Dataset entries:
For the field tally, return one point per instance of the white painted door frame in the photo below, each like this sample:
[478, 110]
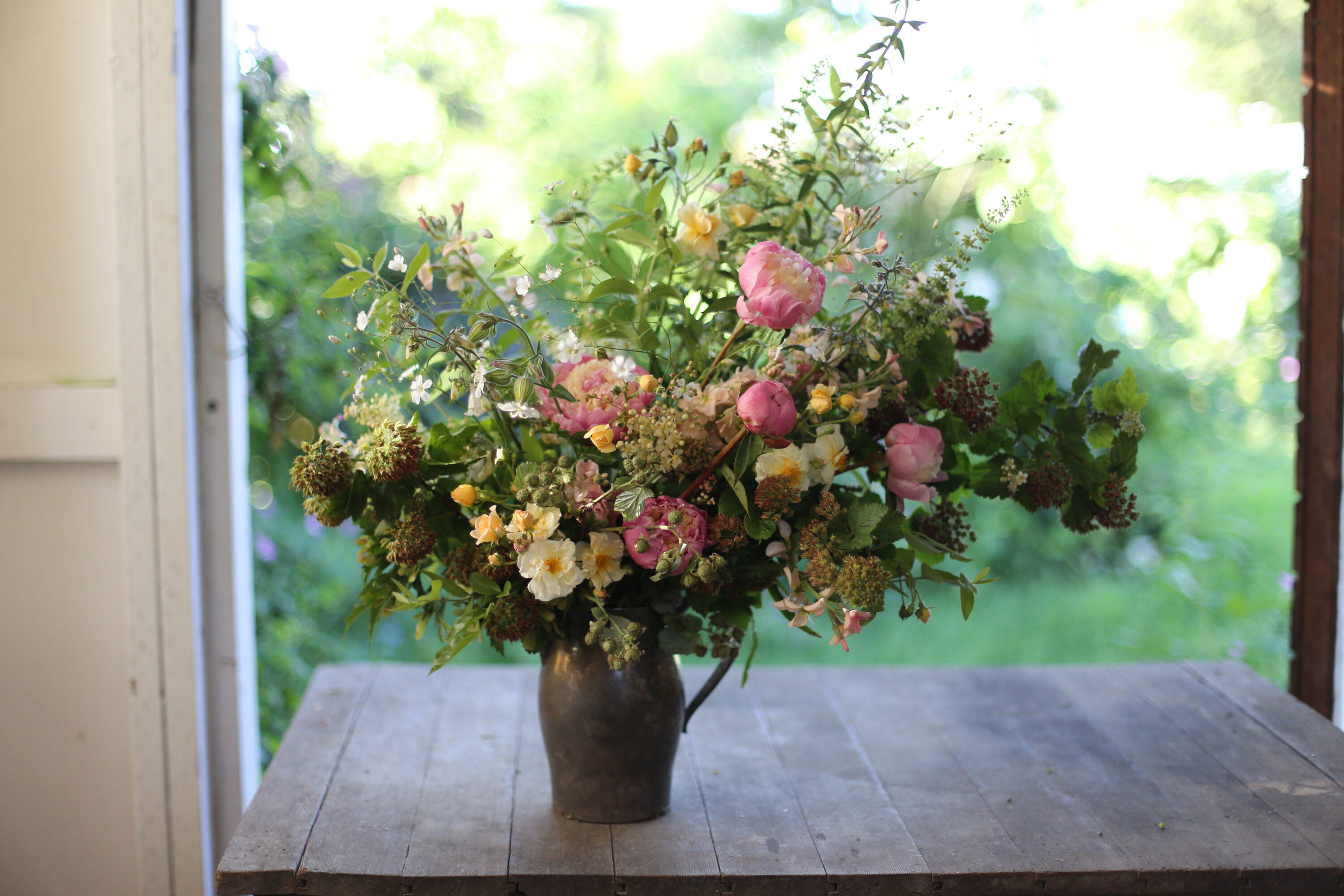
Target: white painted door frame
[185, 440]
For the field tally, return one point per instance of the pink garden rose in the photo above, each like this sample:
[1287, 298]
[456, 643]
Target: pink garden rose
[590, 382]
[767, 409]
[694, 528]
[780, 288]
[914, 454]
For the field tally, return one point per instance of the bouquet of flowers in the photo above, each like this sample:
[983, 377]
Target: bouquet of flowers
[719, 389]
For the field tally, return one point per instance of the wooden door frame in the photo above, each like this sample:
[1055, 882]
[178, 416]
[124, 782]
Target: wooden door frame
[1316, 664]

TASK PROMPT: Arrange the data as a numbered list, starting at the line containing "of the bouquet" and running through the final line, both included. Skip any blank lines.

WORKED ANSWER:
1. For the field tally, return one point per instance of the bouquet of flowers in the photo above, each like this sample:
2. [983, 377]
3. Target: bouquet of flowers
4. [719, 389]
5. For the field tally, return one point per instance of the wooden door frame in the photo above, each like this sample:
6. [1055, 882]
7. [178, 416]
8. [124, 782]
9. Target: wooden door frame
10. [1316, 664]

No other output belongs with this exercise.